From first line to last, the records below are to be duplicated exactly.

• DATA FOR THIS EXERCISE:
====
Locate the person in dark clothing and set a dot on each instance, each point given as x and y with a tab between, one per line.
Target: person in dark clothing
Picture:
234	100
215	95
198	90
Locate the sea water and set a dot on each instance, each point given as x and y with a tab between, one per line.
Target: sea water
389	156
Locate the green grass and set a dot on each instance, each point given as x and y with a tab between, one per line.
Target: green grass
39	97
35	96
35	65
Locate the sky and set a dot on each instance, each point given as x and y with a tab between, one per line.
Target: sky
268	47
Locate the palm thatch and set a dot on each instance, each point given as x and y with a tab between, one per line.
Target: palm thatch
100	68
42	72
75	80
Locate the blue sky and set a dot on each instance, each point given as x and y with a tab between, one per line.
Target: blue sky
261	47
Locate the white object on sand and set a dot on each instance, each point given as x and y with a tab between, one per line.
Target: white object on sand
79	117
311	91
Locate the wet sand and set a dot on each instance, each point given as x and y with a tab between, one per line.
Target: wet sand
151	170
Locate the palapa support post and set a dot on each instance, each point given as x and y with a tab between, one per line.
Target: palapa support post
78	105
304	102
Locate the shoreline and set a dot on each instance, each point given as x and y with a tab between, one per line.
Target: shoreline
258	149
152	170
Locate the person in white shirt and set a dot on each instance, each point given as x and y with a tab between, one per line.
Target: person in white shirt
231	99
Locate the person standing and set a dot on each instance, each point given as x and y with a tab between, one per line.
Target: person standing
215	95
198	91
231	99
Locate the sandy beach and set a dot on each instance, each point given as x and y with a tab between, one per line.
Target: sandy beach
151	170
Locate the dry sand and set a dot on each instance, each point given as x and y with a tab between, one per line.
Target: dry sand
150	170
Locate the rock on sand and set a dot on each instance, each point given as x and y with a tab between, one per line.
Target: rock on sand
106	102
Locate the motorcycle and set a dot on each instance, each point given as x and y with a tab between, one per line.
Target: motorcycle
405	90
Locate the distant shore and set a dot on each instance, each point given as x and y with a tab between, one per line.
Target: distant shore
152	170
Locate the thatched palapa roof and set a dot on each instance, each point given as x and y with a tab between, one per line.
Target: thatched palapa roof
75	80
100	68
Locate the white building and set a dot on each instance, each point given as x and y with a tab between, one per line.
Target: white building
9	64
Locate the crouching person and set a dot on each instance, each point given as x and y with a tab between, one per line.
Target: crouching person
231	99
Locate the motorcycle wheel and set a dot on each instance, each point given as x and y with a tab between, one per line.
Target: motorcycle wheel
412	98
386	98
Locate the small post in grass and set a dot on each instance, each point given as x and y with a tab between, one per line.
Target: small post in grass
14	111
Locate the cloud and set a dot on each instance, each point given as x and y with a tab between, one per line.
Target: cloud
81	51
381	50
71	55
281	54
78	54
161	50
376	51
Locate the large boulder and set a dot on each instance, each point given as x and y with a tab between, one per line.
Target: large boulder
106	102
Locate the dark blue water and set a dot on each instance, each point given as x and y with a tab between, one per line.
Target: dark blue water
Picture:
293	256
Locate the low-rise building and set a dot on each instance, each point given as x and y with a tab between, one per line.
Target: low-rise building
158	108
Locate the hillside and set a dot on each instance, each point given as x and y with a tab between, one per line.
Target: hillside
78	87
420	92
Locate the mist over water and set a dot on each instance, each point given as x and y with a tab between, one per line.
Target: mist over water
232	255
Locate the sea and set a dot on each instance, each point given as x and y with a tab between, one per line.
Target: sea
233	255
====
• SOLVED PROBLEM:
Locate the person in dark clothing and set a dot on each instance, each point given as x and y with a tab between, one per line.
Target: person in dark clothing
Picture:
234	100
215	95
198	90
Locate the sea water and set a dot on each instance, each point given as x and y with a tab between, one per line.
Target: sea water
389	156
Locate the green grass and set a dot on each instance, each point given as x and y with a tab between, one per line.
Target: green grass
39	97
35	96
35	65
Locate the sky and set a dot on each instance, each point given as x and y with a tab between, one per line.
Target: sky
268	47
Locate the palm thatch and set a dot on each instance, each point given as x and y with a tab between, one per line.
Target: palm thatch
100	68
42	72
75	80
Locate the blue sky and set a dot on each instance, each point given as x and y with a tab between, one per line.
Target: blue sky
261	47
Locate the white object on sand and set a dot on each instance, each point given as x and y with a tab between, one per line.
Target: white object on sand
79	117
311	91
Locate the wet sand and set a dot on each instance, each point given as x and y with a tab between, one per line.
Target: wet sand
151	170
Locate the palapa support post and set a dot on each instance, each point given as x and y with a tab between, one per line.
Target: palapa support post
78	105
304	102
Locate the shoreline and set a dot on each instance, each point given as x and y with a tab between, one per line.
Target: shoreline
258	149
152	170
Locate the person in white shirt and set a dot on each instance, each point given as x and y with a tab between, one per line.
Target: person in white shirt
231	99
Locate the person standing and set a dot on each instance, each point given as x and y with a tab between, one per line.
Target: person standing
215	95
198	91
231	99
Locate the sandy beach and set a dot on each instance, each point given as x and y with a tab between, one per line.
Target: sandy beach
151	170
Locate the dry sand and set a dot on each instance, each point given as x and y with a tab between, one per line.
Target: dry sand
150	170
Locate the rock on sand and set a dot on each instance, each point given as x and y with a tab between, one per line.
Target: rock on sand
106	102
Locate the motorcycle and set a dot on each instance, each point given as x and y with a tab between, one per line.
Target: motorcycle
405	90
Locate the distant shore and set a dot on each instance, each point given as x and y with a tab between, one per line.
Target: distant shore
152	170
Locate the thatched palapa roof and set a dot on each instance, each point given as x and y with a tab between, one per line.
Target: thatched palapa roof
75	80
100	68
Locate the white building and set a dot on each instance, each point given as x and y with a tab between, one per line.
Target: white building
9	64
Locate the crouching person and set a dot on each instance, each point given as x and y with a tab between, one per line.
Target: crouching person
231	99
Locate the motorcycle wheel and set a dot on each instance, each point given as x and y with a tab between, one per line.
Target: motorcycle wheel
412	98
386	98
Locate the small post in grass and set a dot on each instance, each point given as x and y with a tab between, one per line.
Target: small post in grass
14	111
Locate the cloud and set a dot on each instance, each point given as x and y with a tab between, one per line.
Target: cloud
81	51
381	50
71	55
281	54
78	54
161	50
376	51
Locate the large boulder and set a dot on each instance, each point given as x and y with a tab between, one per line.
Target: large boulder
106	102
Locate the dark blue water and set a dot on each instance, each point given as x and y with a tab between, one per line.
Target: dark blue water
Picture:
293	256
Locate the low-rise building and set a dot on each instance, each point given as x and y with a tab between, one per line.
Target: low-rise building
158	108
Locate the hillside and set a dot on each instance, each point given as x and y with a tab between, one per line.
Target: hillside
78	87
420	92
Locate the mist over water and set a dot on each instance, each point given as x and y with a tab between, one per line.
Target: mist over water
232	255
Locate the sea and set a dot on each instance, each point given as x and y with a tab between, one per line.
Target: sea
233	255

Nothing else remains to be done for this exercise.